• [Exercise]: Copy the data word for word, from its first line through the line containing "[[109, 141]]", including both of those lines. Leave the pictures out of your copy.

• [Entries supplied]:

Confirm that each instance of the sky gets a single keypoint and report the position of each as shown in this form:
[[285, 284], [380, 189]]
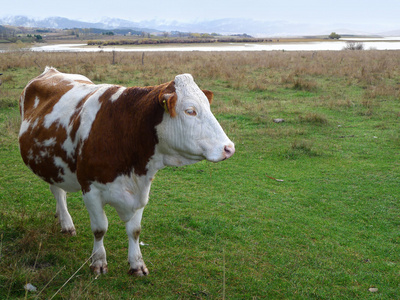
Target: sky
[[384, 14]]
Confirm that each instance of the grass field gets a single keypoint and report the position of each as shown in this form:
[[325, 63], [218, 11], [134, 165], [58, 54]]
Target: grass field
[[329, 230]]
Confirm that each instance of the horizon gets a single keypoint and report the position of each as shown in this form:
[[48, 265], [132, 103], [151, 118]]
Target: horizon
[[368, 15]]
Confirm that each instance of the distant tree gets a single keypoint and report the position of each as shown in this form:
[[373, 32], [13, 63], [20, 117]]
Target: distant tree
[[334, 35], [354, 46]]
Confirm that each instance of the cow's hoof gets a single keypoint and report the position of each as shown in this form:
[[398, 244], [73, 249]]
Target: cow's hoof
[[99, 269], [70, 231], [142, 271]]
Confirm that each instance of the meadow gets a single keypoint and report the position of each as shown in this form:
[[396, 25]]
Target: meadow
[[328, 228]]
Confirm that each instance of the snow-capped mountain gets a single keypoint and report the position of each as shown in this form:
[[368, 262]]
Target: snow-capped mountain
[[256, 28]]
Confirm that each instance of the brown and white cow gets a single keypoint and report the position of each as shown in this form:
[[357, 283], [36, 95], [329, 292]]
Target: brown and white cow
[[109, 141]]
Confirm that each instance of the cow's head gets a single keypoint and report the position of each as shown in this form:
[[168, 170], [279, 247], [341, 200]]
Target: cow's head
[[189, 131]]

• [Task output]:
Confirm that each instance of the sky gets a single keypoint and report the position of each as shown in this form:
[[285, 284], [380, 189]]
Target: sky
[[384, 14]]
Confirm that each instance of the grass field gets a single keypoint and report the position of each as shown in this form:
[[325, 63], [218, 11], [134, 165], [58, 54]]
Target: grass field
[[329, 230]]
Confirm that each instance of the horizon gets a single keypoint and report the position of each as shown in this form:
[[48, 265], [132, 103], [151, 118]]
Target: horizon
[[368, 15]]
Confirm that each instance of the distant tree gets a single keypoint and report the position of each as shown in this form:
[[373, 32], [13, 63], [20, 117]]
Target: distant tree
[[334, 35], [354, 46]]
Confirm that each instance of the cow's hoof gets a single keypoint and report the position of each as shown in this form:
[[398, 244], [73, 249]]
Target: cow's hoof
[[99, 269], [70, 231], [142, 271]]
Confirm that each instance of the meadow gets a single keypoint and report the position of each as shown in this form:
[[396, 25]]
Target: meadow
[[328, 228]]
Confirm that each instance of the snow-capped mountain gets a single keypoint and report the position of each as shown in this form:
[[368, 262]]
Target: snow-capped mountain
[[256, 28]]
Confirm that each instance of the brown and white cow gets a single keypoint and report the position of each as shown in this form:
[[357, 283], [36, 95], [329, 292]]
Target: brown and white cow
[[109, 141]]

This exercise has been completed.